→ Do this: In the records below, report each line that contains the string "plumage". Letter case must match.

→ Materials provided:
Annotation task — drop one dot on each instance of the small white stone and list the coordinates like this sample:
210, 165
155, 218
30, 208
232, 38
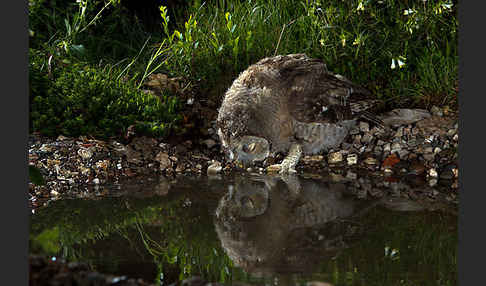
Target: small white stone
351, 175
335, 157
387, 147
433, 173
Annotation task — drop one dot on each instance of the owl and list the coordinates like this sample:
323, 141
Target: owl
290, 104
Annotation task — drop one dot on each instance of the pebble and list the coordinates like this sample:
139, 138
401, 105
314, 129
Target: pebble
429, 157
364, 126
367, 138
432, 173
85, 153
352, 159
395, 147
351, 175
371, 161
313, 159
436, 111
164, 161
387, 147
335, 157
403, 153
214, 168
210, 143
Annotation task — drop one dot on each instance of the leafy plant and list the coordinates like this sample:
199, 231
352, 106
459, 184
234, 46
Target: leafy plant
84, 100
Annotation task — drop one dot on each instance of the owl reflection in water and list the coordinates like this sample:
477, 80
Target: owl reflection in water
289, 104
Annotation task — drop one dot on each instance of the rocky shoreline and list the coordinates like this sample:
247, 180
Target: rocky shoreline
426, 149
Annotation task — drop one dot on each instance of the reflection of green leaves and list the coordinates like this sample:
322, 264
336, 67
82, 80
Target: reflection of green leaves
48, 241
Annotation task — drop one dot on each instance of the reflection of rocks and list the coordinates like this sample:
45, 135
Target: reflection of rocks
273, 224
286, 224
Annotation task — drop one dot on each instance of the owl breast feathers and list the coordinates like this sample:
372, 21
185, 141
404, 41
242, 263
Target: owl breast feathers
291, 99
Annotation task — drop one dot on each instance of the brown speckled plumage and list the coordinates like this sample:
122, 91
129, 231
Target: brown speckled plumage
286, 99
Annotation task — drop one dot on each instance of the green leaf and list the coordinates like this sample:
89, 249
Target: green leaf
35, 176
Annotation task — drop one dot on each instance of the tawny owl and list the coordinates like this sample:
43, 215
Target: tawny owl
291, 104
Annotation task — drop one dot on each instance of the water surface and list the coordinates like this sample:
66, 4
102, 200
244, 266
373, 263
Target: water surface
255, 229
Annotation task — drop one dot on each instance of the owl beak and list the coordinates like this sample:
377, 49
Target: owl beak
250, 149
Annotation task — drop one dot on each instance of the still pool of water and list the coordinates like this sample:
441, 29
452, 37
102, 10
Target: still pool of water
259, 230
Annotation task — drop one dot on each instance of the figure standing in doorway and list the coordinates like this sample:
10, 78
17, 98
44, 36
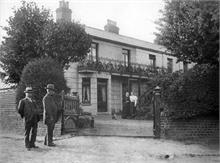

→ Task solution:
Annotation task — drop one dot on each instance of the brown speckled plumage and list the coordinates like this sample:
Target: brown speckled plumage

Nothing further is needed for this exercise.